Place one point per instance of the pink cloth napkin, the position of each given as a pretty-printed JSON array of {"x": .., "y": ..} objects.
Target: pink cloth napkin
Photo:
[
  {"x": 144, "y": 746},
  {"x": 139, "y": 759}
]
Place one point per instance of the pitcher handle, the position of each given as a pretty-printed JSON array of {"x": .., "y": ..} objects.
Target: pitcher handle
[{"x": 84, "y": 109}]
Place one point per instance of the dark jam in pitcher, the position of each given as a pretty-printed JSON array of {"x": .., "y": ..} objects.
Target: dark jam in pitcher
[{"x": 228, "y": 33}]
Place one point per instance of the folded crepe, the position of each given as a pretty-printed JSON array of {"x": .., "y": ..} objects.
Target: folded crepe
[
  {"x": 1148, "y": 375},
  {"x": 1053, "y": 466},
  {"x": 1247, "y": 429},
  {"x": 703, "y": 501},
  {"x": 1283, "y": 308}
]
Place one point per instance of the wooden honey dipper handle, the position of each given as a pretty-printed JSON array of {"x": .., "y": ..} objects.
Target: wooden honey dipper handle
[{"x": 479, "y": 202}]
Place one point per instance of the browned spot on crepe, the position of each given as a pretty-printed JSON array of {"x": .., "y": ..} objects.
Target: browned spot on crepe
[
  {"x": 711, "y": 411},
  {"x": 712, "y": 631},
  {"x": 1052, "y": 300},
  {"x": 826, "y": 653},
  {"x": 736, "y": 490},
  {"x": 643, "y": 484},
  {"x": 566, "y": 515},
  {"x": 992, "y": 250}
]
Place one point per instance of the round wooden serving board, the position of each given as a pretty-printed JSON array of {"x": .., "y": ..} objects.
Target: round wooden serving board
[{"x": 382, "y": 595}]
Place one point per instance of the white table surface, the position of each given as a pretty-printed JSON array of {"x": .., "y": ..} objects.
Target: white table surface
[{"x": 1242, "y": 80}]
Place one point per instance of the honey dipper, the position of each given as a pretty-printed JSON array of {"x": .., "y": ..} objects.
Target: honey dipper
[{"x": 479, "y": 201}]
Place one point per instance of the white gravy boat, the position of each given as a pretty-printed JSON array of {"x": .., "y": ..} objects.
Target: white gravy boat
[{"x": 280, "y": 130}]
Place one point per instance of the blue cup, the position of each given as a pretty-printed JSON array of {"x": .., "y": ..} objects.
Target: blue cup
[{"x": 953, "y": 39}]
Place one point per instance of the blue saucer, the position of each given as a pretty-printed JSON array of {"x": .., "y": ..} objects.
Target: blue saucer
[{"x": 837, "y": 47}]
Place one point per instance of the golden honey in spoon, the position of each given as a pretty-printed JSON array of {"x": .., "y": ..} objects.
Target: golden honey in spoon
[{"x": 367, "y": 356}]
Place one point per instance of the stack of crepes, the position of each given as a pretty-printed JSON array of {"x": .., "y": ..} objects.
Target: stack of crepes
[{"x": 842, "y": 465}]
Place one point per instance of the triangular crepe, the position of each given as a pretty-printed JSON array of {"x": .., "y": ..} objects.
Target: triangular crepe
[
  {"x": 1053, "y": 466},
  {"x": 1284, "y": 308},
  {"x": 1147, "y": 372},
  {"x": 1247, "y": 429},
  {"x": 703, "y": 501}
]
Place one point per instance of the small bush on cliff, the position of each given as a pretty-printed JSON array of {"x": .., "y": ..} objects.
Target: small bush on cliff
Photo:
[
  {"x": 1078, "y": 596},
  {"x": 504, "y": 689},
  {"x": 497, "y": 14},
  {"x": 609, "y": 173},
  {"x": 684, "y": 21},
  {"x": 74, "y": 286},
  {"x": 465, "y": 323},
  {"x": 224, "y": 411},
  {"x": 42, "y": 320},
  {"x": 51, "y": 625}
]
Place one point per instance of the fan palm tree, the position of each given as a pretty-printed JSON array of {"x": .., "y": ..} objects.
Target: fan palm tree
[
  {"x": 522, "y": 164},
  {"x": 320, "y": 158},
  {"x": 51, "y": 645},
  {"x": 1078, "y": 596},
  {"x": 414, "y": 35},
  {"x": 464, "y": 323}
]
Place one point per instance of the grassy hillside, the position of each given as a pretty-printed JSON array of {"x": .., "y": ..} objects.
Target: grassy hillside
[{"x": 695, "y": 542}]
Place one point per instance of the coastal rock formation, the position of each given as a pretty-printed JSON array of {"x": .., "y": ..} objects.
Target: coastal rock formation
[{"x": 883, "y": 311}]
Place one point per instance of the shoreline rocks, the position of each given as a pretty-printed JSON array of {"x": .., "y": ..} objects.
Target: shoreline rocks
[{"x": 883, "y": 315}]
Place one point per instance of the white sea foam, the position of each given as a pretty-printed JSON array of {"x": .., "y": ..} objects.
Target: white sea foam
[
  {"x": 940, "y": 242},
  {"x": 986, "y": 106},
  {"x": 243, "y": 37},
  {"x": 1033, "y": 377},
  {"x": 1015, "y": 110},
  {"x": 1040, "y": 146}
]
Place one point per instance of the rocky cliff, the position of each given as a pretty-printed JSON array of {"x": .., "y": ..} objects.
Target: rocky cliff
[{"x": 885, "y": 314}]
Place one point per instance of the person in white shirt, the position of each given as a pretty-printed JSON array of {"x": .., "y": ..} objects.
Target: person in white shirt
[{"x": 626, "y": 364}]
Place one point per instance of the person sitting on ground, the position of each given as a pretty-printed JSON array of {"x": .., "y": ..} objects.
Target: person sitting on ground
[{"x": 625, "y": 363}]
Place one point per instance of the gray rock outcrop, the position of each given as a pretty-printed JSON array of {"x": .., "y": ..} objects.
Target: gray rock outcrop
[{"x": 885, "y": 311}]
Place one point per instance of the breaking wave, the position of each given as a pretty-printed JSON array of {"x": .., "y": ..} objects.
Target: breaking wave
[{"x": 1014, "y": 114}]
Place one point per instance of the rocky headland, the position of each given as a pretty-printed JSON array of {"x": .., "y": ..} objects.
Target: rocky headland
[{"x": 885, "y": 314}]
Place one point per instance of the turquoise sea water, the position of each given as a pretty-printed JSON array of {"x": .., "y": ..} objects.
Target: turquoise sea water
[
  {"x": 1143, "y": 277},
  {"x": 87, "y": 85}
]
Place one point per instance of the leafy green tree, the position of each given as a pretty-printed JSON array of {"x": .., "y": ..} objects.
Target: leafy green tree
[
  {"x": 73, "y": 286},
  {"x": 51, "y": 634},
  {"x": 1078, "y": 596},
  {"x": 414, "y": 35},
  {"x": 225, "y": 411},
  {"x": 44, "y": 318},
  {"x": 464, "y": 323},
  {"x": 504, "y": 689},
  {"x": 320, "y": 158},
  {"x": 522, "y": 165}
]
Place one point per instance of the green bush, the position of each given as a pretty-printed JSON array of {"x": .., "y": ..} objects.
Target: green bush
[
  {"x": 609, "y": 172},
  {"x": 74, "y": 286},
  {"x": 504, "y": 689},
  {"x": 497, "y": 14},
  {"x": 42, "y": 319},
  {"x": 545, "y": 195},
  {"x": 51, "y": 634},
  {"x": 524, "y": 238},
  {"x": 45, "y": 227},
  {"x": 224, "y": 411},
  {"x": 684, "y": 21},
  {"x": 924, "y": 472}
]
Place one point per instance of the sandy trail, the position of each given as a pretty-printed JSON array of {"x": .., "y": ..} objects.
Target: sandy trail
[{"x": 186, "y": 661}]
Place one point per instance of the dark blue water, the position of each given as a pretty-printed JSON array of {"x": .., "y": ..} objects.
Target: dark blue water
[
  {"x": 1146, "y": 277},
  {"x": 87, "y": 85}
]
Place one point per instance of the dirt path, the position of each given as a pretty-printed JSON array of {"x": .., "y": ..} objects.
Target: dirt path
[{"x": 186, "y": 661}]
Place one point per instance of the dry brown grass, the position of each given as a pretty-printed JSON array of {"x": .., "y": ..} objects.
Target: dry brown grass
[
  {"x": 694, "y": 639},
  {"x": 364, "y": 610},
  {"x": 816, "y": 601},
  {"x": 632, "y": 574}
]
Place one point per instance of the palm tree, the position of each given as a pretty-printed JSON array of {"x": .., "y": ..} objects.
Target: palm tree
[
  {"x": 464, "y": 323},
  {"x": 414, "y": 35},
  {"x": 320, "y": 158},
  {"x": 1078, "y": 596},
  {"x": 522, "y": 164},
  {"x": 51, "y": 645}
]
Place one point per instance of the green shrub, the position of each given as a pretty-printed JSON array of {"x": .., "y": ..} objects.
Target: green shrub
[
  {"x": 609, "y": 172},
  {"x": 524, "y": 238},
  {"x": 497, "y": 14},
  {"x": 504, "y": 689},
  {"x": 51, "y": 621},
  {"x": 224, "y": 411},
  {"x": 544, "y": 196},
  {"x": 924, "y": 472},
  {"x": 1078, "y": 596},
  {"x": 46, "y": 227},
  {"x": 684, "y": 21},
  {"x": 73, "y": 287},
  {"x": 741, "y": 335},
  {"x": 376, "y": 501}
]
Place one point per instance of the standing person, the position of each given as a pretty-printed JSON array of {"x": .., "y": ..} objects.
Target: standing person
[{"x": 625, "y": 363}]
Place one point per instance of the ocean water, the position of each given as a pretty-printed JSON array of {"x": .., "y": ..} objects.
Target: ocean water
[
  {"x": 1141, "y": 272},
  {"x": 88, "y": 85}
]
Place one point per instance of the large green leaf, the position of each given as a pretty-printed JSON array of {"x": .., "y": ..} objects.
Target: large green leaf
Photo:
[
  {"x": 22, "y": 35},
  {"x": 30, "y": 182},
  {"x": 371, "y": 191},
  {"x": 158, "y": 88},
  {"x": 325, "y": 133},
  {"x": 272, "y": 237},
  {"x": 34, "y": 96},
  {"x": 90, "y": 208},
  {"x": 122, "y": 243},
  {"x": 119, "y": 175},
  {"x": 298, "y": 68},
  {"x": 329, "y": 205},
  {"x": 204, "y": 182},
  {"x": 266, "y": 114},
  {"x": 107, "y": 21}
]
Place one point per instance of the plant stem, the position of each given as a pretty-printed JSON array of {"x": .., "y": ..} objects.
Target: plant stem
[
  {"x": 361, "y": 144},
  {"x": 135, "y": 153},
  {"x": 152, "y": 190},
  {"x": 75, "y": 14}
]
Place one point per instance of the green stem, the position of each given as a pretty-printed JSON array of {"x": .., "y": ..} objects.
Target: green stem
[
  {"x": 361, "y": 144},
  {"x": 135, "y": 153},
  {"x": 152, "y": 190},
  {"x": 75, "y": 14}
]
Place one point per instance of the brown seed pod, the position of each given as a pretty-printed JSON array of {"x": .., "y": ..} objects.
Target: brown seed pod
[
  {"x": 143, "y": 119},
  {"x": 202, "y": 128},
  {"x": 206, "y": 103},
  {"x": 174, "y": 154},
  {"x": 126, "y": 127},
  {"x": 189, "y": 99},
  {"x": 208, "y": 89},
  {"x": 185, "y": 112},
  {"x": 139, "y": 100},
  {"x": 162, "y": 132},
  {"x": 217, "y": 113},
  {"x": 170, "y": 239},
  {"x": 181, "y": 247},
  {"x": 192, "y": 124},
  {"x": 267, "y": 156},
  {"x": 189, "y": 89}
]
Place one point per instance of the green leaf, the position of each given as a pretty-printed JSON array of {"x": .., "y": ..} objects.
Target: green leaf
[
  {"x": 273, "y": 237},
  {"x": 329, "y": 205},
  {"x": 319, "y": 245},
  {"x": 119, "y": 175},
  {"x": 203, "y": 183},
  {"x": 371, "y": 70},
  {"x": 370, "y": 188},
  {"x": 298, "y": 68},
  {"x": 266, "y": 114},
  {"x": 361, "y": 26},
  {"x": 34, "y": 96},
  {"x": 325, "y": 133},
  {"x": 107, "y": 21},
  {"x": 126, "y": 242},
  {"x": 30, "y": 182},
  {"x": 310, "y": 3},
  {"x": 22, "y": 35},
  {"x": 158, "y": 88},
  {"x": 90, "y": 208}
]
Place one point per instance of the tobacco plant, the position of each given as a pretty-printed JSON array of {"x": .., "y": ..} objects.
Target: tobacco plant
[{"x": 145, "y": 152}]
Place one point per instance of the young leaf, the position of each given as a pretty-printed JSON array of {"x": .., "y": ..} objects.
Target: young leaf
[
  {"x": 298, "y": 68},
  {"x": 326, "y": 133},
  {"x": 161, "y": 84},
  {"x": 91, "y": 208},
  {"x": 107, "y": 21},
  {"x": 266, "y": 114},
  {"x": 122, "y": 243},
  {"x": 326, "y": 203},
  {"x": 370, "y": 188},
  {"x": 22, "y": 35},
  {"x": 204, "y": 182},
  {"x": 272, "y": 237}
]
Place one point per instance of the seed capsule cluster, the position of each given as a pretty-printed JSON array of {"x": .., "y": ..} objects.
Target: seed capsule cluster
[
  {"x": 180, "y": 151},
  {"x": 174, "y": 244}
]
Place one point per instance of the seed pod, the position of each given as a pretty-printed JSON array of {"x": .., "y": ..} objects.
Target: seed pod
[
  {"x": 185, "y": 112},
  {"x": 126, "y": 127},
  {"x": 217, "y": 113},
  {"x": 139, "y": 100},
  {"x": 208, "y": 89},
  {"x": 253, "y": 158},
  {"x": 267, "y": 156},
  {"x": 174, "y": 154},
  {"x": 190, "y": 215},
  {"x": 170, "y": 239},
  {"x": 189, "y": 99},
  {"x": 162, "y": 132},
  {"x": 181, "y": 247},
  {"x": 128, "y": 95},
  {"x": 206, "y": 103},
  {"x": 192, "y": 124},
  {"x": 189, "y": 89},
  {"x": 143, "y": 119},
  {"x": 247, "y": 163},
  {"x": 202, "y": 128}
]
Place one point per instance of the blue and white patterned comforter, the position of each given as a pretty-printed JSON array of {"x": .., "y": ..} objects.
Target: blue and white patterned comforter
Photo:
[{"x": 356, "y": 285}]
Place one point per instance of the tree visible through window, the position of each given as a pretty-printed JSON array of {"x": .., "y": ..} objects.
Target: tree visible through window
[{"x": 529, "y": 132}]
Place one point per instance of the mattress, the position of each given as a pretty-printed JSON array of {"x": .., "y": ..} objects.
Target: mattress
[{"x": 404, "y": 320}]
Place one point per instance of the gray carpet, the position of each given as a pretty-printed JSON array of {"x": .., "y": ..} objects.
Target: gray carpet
**********
Reproduce verbatim the lines above, from the line with "Target: large green leaf" through the line with "Place one point per instance of the green leaf, the".

Target: large green leaf
Photo:
[
  {"x": 22, "y": 35},
  {"x": 30, "y": 182},
  {"x": 371, "y": 191},
  {"x": 158, "y": 88},
  {"x": 325, "y": 133},
  {"x": 272, "y": 237},
  {"x": 34, "y": 96},
  {"x": 90, "y": 208},
  {"x": 122, "y": 243},
  {"x": 119, "y": 175},
  {"x": 298, "y": 68},
  {"x": 329, "y": 205},
  {"x": 204, "y": 182},
  {"x": 266, "y": 114},
  {"x": 107, "y": 21}
]
Place one point per instance of the plant stem, the position of each given as a pretty-printed JSON array of {"x": .., "y": ..} objects.
Target: plant stem
[
  {"x": 361, "y": 144},
  {"x": 135, "y": 153},
  {"x": 152, "y": 190},
  {"x": 75, "y": 14}
]
Place one point per instance of the green stem, the position of each given as a pretty-printed JSON array of {"x": .., "y": ..} objects.
Target: green stem
[
  {"x": 361, "y": 144},
  {"x": 135, "y": 153},
  {"x": 152, "y": 190},
  {"x": 75, "y": 14}
]
Place one point per instance of the brown seed pod, the position of each given as a pretty-printed JSON array of {"x": .., "y": ..} objects.
Target: brown seed pod
[
  {"x": 143, "y": 119},
  {"x": 202, "y": 128},
  {"x": 206, "y": 103},
  {"x": 174, "y": 154},
  {"x": 126, "y": 127},
  {"x": 189, "y": 99},
  {"x": 208, "y": 89},
  {"x": 185, "y": 112},
  {"x": 139, "y": 100},
  {"x": 162, "y": 132},
  {"x": 217, "y": 113},
  {"x": 170, "y": 239},
  {"x": 181, "y": 247},
  {"x": 192, "y": 124},
  {"x": 267, "y": 156},
  {"x": 189, "y": 89}
]
Place one point per instance of the green leaf, the position of each given as a pretty-printed JSON array of {"x": .., "y": ..} objects.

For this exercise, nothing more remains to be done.